## [PROBLEM TO WORK ON]
Rewrite the blog post starting at "You will struggle with things" and ending at "they truly are.", replacing "flawed" with "broken".

## [PROVIDED PASSAGE]

▬▬▬▬▬▬

Sunday, May 19, 2013

Glorious

Sweet Baby,
There's so much I don't know. There's so much God is teaching me every day.  I am so, so tired.  Being your momma has meant lots of learning and little sleep for me, but I know God is refining me, making me a better person through you.  Refining is hard, becoming a better person is painful, but it is for His glory.

I can't write much because your Daddy insists, wisely, that I get to bed very soon.  But this is the first chance I've had in a while, and I want to let you know a few little truths.

You will struggle with friendships in your life.  We all do.  But there will come a moment when you realize that He has surrounded you with exactly the people you need.  Friendships have caused me a lot of pain in my life, and there's been much I haven't understood.  However, I stand here today knowing that I am surrounded my amazing, AMAZING women of God.  Women whom he has placed in my life, on purpose, to lift me up and point me to Him when I'm struggling.  We are all so imperfect, but we are all loving each other in Christ, and that is beautiful.

You will struggle with things you don't *want* or didn't have *planned* in your life.  God reigns true over everything.  This world is His.  The plan He has for you is not flawed.  It is perfect.  That doesn't mean it won't be hard or confusing, or even downright miserable sometimes.  But it is His plan, and all things are for His glory, and he will use your misery for His good.  He makes all things glorious, even if it takes us a while to realize that they truly are.

And a little more about that glorious stuff: He made YOU glorious.  He made ME glorious.  He gloriously ordained that I would be your momma, he gave you to me to shepherd.  I am learning you.  It hasn't been easy, but together we are learning how to be the best we can be for each other.  The relationship we have was created and put in to place by Him, and it is good.  Even when it is hard, it is good, so amazingly good.

I love you, baby girl.  You are more of a blessing to me than you will every be able to comprehend.  You were created for his glory.  You are glorious.

Friday, April 19, 2013

Guilt

I keep wanting to write to you.  I keep thinking, "She'll need this someday.  I need to go type this up for her."  But wow, life is SOOOO incredibly busy.  I plan to come back to this post.  I want to tell you about your tongue tie surgery.  I want to tell you about your refusal to sleep and the effect it is having on my brain.  I want to tell you about weakness, and friendship, and prayers.  I want to tell you about Little 500 week, about The Boston Marathon Explosions, and about how completely crazy it is that you are crawling and you aren't even five months old.  But I can't right now.  I can't tell you because I have a zillion things to accomplish before our family comes for your baptism on Sunday.  I can't tell you because so much of it is still so fresh that it stings.  I can't tell you because right now I'd rather just hold you.  Today I'm not willing to miss a minute of your being little, of your needing me, of your being blissfully unaware of the evils of this world.  But I'll share with you this little note from a friend, though I pray you never need it.

▬▬▬▬▬▬

## [GIVEN DATA]
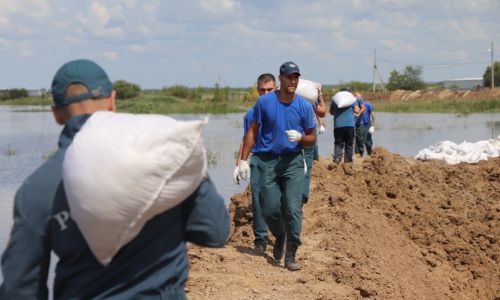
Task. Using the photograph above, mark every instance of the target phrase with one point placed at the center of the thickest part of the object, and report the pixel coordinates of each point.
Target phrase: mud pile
(388, 228)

▬▬▬▬▬▬

## [RESPONSE TO THE TASK]
You will struggle with things you don't *want* or didn't have *planned* in your life.  God reigns true over everything.  This world is His.  The plan He has for you is not broken.  It is perfect.  That doesn't mean it won't be hard or confusing, or even downright miserable sometimes.  But it is His plan, and all things are for His glory, and he will use your misery for His good.  He makes all things glorious, even if it takes us a while to realize that they truly are.